▸ Information given
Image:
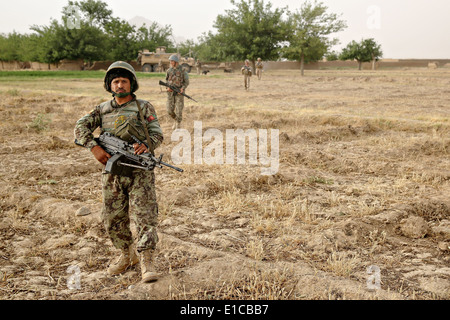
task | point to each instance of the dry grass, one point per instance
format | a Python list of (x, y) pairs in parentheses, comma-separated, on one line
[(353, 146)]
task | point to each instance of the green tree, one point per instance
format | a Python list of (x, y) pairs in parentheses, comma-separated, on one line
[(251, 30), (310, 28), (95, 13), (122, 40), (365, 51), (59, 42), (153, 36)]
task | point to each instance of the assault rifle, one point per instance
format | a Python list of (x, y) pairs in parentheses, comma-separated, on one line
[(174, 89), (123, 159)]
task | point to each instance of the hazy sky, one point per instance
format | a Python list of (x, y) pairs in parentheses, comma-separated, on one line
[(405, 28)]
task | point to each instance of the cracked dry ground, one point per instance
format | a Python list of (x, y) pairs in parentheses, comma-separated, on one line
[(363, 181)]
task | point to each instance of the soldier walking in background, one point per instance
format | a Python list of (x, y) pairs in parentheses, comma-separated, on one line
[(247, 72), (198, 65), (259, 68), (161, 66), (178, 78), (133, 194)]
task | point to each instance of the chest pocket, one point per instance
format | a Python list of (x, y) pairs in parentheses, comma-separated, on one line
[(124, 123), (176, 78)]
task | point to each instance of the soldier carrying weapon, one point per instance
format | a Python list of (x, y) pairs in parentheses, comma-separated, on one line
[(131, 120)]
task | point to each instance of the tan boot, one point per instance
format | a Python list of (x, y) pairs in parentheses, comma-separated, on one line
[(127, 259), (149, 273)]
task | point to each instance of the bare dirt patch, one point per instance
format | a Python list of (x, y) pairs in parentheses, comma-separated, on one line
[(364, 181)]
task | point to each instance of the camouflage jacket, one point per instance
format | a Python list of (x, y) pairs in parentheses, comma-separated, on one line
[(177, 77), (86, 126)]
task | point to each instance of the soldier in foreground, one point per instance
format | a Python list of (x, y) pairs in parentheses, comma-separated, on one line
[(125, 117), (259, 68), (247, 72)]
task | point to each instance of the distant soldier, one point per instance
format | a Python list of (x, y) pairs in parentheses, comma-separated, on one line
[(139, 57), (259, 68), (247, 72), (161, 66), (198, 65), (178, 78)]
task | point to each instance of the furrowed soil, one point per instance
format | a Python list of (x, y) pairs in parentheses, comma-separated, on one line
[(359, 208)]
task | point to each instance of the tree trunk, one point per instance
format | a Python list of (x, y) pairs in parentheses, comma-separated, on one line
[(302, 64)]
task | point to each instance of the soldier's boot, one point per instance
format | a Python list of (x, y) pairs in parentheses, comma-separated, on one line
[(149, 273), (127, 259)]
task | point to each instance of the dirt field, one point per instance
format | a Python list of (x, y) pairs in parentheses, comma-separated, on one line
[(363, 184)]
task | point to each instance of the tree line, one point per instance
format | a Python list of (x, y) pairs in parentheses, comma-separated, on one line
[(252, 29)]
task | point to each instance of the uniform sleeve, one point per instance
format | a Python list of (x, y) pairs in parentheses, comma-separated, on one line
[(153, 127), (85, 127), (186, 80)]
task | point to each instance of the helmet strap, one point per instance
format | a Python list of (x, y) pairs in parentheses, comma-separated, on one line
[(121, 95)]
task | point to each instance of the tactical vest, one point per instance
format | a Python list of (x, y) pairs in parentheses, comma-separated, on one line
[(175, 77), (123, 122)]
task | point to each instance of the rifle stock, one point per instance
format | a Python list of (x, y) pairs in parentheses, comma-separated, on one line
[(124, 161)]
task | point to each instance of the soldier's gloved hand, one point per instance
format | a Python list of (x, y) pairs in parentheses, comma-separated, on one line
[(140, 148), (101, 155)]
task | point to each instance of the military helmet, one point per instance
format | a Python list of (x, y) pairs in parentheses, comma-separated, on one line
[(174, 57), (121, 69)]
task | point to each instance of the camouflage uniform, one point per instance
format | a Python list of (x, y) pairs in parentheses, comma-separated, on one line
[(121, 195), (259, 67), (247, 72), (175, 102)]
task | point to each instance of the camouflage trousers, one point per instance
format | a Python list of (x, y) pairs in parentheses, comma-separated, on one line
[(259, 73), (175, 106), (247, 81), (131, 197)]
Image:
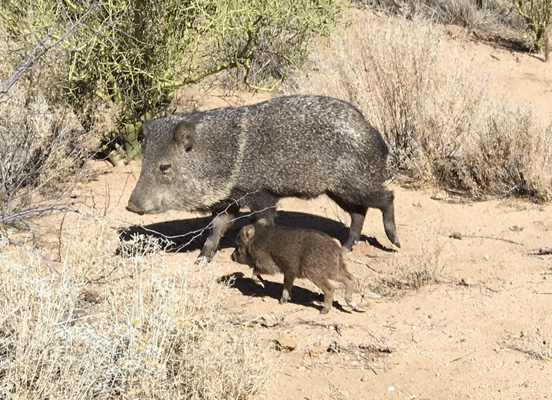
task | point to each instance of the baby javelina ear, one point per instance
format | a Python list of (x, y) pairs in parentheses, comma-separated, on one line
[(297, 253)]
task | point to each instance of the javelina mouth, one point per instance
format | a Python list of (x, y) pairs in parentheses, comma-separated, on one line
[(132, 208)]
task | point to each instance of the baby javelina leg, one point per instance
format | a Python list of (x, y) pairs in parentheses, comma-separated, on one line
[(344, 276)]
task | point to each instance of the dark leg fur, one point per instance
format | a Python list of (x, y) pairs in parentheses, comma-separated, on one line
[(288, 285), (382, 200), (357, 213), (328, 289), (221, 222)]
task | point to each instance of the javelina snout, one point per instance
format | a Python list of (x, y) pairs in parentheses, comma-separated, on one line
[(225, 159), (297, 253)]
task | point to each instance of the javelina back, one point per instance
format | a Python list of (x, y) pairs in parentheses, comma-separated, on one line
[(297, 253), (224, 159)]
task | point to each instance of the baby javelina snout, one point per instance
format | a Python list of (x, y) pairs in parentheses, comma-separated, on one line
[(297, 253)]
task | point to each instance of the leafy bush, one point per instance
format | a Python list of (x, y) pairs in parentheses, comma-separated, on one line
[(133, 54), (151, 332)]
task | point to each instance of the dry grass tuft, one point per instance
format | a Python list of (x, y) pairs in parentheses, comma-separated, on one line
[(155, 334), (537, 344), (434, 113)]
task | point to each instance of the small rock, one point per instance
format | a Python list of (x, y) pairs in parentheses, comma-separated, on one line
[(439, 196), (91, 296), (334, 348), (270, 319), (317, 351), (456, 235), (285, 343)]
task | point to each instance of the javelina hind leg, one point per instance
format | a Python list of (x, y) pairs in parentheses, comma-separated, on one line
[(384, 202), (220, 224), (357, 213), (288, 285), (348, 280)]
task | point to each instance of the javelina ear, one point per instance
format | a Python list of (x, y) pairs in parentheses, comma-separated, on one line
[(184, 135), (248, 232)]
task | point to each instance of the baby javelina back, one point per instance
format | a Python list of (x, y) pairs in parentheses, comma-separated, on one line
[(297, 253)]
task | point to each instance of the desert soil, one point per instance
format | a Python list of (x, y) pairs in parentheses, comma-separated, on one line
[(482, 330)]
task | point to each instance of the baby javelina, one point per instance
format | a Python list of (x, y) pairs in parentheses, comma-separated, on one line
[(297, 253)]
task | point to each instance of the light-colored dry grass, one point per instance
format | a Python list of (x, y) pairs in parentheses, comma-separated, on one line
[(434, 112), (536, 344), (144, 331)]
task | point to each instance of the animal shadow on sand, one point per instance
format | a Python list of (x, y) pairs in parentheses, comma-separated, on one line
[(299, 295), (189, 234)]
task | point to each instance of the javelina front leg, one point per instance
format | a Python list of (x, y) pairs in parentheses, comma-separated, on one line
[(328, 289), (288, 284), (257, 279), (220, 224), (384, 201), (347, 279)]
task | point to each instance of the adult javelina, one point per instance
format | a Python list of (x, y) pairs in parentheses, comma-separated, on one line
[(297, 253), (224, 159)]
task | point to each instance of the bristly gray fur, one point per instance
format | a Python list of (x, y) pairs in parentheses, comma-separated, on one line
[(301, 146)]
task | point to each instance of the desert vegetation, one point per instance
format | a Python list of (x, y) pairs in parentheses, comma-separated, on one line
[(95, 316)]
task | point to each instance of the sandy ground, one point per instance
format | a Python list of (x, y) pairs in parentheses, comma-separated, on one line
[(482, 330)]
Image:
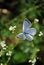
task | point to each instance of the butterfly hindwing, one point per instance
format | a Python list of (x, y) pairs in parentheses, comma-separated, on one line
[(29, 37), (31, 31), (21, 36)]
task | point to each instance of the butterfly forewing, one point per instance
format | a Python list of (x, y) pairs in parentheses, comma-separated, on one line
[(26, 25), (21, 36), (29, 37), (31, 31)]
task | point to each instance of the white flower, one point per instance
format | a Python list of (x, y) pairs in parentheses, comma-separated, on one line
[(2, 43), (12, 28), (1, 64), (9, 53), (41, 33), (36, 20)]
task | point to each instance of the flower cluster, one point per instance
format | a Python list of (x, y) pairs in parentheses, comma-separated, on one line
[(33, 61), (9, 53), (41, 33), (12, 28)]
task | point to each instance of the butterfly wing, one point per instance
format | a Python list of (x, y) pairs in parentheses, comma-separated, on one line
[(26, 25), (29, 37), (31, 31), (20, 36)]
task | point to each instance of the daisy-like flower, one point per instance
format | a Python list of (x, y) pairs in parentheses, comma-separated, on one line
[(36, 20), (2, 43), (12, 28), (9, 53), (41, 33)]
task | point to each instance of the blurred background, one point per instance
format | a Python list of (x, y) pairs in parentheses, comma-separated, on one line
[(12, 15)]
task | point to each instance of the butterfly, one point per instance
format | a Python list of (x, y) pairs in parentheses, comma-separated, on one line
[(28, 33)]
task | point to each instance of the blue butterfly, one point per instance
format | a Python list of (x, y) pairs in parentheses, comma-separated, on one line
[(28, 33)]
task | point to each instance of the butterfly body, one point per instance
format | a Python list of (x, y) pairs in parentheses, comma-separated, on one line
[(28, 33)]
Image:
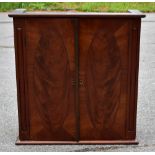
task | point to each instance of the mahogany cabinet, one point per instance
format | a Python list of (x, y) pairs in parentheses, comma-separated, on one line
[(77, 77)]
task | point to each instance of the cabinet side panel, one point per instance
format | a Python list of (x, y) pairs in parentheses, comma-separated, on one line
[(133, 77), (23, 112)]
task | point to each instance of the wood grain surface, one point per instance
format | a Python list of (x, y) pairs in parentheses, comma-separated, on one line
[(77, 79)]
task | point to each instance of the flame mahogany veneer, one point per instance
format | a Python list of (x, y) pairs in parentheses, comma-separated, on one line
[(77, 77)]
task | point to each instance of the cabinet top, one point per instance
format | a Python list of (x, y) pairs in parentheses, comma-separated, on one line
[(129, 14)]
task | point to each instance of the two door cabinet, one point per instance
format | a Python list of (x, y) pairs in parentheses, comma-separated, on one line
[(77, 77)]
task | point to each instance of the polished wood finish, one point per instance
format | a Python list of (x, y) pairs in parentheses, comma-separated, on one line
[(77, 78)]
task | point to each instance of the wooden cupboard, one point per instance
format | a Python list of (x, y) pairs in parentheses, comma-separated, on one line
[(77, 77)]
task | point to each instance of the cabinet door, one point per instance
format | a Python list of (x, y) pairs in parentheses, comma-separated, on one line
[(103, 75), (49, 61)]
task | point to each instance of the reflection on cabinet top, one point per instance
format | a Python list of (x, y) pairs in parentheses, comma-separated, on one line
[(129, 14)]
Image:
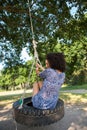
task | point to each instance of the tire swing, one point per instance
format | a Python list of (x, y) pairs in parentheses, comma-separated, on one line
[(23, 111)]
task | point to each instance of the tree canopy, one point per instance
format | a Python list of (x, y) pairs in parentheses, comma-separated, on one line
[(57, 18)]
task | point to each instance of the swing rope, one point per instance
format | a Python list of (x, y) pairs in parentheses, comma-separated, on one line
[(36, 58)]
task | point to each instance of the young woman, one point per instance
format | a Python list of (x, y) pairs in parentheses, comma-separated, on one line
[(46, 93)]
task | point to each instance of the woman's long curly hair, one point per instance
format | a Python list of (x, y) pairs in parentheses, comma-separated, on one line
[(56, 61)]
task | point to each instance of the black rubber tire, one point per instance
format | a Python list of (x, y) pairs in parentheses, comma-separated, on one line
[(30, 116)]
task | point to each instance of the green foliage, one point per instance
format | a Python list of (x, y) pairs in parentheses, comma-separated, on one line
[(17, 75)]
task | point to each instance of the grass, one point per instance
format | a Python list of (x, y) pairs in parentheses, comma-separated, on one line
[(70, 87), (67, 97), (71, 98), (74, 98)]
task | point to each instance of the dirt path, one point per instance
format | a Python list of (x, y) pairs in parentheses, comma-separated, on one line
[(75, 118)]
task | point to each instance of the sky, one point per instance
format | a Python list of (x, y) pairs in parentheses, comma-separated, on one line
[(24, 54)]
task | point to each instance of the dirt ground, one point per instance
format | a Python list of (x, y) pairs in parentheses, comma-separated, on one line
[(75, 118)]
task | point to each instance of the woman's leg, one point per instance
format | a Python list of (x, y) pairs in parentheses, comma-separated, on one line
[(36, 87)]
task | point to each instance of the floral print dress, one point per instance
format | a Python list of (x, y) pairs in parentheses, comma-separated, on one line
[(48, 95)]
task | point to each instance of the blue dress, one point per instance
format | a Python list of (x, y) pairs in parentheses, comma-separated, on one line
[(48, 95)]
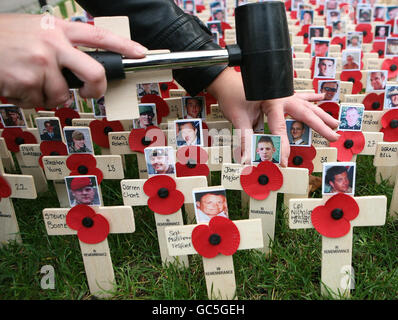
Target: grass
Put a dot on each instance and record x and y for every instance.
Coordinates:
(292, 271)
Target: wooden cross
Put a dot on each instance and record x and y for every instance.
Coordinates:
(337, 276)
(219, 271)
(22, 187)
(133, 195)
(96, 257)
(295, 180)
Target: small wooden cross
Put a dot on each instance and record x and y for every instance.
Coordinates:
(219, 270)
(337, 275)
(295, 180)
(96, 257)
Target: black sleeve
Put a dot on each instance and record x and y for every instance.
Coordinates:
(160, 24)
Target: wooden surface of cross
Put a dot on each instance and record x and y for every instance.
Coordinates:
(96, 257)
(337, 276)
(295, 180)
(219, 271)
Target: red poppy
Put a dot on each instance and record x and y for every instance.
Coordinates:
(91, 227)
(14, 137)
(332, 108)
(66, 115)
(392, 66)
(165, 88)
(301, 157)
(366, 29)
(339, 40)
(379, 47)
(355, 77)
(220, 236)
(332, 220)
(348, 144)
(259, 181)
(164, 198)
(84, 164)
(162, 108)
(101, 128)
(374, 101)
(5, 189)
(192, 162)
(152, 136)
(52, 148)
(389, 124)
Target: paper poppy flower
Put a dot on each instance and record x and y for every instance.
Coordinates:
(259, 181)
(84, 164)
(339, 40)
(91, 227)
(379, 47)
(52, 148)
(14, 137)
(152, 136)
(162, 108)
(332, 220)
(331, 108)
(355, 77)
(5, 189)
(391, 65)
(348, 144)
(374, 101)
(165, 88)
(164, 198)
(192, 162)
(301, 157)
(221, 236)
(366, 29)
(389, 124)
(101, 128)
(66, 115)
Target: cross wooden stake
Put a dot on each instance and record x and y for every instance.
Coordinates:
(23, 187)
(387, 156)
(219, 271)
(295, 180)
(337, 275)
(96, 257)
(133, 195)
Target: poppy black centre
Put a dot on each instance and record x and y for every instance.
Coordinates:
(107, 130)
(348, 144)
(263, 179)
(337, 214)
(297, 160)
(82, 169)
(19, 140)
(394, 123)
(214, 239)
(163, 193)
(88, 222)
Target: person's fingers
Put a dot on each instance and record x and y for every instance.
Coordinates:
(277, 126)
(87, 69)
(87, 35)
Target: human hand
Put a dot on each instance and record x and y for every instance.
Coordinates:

▸ What to work on
Each line from the first line of the records through the line containing "task | point to each instance of the assault" must be reproduced exactly, with both ends included and all pictures omitted; nothing else belongs in the answer.

▸ Answer to this problem
Image:
task | point to each instance of the dry grass, one point per instance
format | a Python list of (x, y) pairs in parentheses, comma-separated, on one line
[(353, 146)]
task | point to each instance of the green tree, one point per instance
format | a Python list of (x, y) pairs in parentheses, comma-separated, on one line
[(251, 30), (310, 28), (95, 13), (122, 40), (365, 51), (59, 42), (153, 36)]
task | point to each instance of the assault rifle, one point per instance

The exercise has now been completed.